#### [Texto dado]

•••••

Voz, chat y vídeo en tiempo real

El exitoso test de comunicaciones ha sido realizado por el Departamento de Defensa de Estados Unidos, que ha conectado el router de Cisco ubicado en el satélite comercial IS-14 de la plataforma Intelsat (proveedor líder mundial de servicios de satélite) con usuarios reales situados tanto en la tierra como en el mar.

Esta conexión bajo demanda ha incluido no sólo la transmisión de archivos de datos y vídeo a través de satélite, sino también de servicios de chat y Voz sobre IP en tiempo real, así como seguridad basada en Redes Privadas Virtuales (VPN), con los siguientes resultados:
Alta disponibilidad, alcanzando el 99,5 por ciento de disponibilidad en el  servicio.
Comunicaciones transparentes de alto rendimiento. Tanto las aplicaciones de transferencia de datos, como de vídeo y Voz sobre IP funcionaron igual con independencia de la ubicación del terminal receptor, demostrando un rendimiento similar a las redes terrestres tradicionales.

•••••

#### [Ejercicio propuesto A]
Indica si cada afirmación coincide con el texto sobre la prueba del router en satélite. Responde sí o no y cita las palabras exactas del texto que lo deciden.
(i) La prueba la llevó a cabo el Departamento de Defensa de Estados Unidos.
(ii) Los usuarios conectados se encontraban únicamente en tierra.
(iii) El servicio logró una disponibilidad del 99,5 por ciento.
#### [Ejercicio propuesto B]
Copia el fragmento del texto sobre la prueba del router en satélite que va desde "Esta conexión bajo" hasta "redes terrestres tradicionales.", ambos incluidos, y sustituye "Voz sobre IP" por "VoIP".

•••••

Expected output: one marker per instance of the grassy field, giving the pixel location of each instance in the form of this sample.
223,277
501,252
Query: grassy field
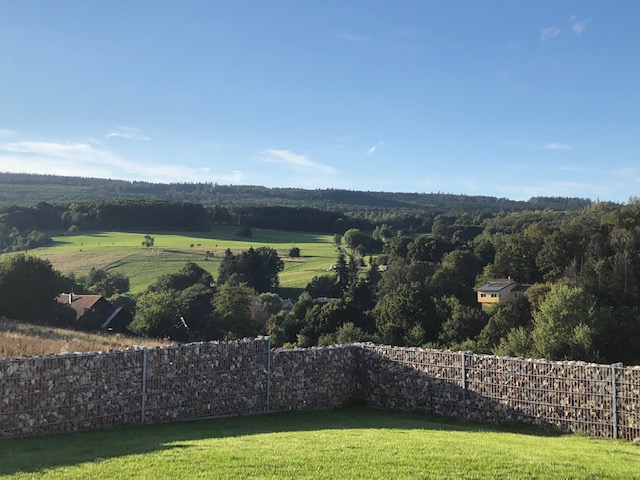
350,443
122,252
19,339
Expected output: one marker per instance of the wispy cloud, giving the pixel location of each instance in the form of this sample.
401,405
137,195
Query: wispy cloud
558,146
374,147
5,132
549,33
87,160
298,162
128,133
352,38
578,26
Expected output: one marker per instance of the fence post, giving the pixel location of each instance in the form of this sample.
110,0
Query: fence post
143,398
614,399
268,392
464,384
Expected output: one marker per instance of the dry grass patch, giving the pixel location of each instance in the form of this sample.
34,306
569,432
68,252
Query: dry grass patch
19,339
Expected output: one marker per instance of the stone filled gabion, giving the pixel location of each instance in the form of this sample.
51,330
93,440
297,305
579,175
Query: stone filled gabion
314,378
71,392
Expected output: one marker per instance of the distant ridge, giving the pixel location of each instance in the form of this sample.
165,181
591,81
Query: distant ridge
30,189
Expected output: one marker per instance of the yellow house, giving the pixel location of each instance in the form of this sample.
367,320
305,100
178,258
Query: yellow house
499,290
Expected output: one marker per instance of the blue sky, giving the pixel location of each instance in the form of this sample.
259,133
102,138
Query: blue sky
503,98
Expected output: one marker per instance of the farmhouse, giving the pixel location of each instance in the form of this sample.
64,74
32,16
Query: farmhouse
499,290
95,311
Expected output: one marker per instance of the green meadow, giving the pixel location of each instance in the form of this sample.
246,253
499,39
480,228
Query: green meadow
351,443
123,252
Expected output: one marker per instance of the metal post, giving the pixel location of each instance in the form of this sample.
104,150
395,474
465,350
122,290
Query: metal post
143,398
464,384
268,389
614,400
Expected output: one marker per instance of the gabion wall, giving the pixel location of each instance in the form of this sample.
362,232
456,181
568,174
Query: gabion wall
599,400
85,391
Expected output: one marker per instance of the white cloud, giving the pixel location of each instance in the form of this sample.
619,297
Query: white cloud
579,27
352,38
375,147
5,132
558,146
86,160
298,162
549,33
128,133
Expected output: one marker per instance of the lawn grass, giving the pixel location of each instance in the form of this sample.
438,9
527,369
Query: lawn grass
349,443
122,252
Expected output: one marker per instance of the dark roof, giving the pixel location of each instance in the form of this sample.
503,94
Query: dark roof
495,285
80,303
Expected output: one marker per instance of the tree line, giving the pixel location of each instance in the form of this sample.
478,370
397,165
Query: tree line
409,288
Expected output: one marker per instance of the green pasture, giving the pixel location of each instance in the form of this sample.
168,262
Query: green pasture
123,252
350,444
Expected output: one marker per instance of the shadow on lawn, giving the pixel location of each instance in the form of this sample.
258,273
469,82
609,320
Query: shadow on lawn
36,454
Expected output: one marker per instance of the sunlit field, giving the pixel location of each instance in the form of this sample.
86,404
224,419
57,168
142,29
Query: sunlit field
351,443
123,252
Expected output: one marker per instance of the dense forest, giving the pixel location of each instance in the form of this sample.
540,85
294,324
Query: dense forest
27,190
404,278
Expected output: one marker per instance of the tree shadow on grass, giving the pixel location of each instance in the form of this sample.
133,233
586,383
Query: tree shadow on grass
37,454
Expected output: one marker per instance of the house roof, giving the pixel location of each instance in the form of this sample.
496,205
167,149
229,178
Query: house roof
80,303
496,285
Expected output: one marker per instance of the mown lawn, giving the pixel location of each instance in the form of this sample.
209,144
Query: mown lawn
122,252
349,443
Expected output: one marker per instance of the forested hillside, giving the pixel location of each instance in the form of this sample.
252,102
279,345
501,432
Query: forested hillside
27,190
402,276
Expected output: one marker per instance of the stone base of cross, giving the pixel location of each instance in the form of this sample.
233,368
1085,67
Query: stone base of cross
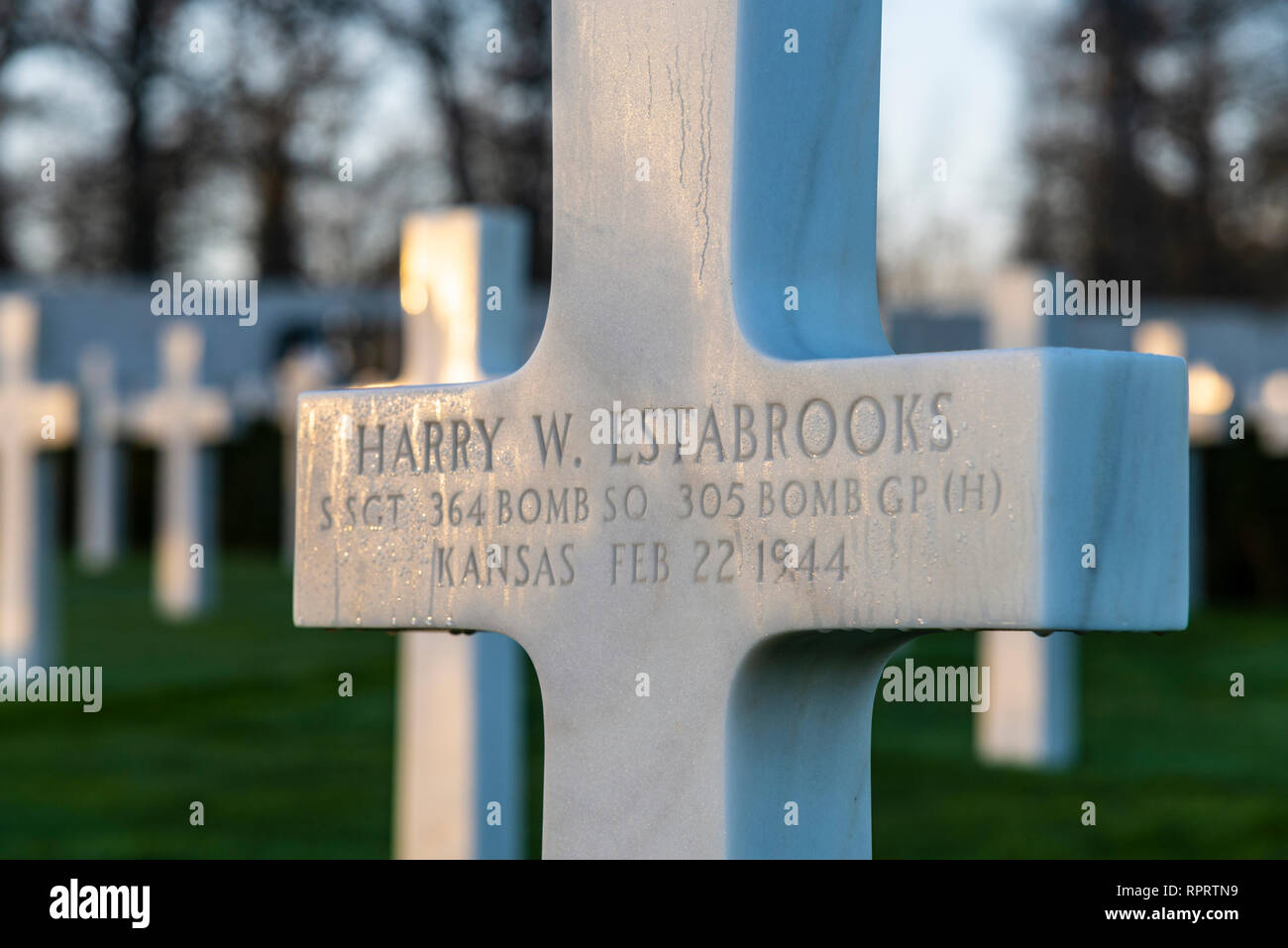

•••••

#### [Resultado de la tarea A]
(i) Sí: "ha sido realizado por el Departamento de Defensa de Estados Unidos".
(ii) No: "con usuarios reales situados tanto en la tierra como en el mar".
(iii) Sí: "Alta disponibilidad, alcanzando el 99,5 por ciento de disponibilidad".

#### [Resultado de la tarea B]
Esta conexión bajo demanda ha incluido no sólo la transmisión de archivos de datos y vídeo a través de satélite, sino también de servicios de chat y VoIP en tiempo real, así como seguridad basada en Redes Privadas Virtuales (VPN), con los siguientes resultados:
Alta disponibilidad, alcanzando el 99,5 por ciento de disponibilidad en el  servicio.
Comunicaciones transparentes de alto rendimiento. Tanto las aplicaciones de transferencia de datos, como de vídeo y VoIP funcionaron igual con independencia de la ubicación del terminal receptor, demostrando un rendimiento similar a las redes terrestres tradicionales.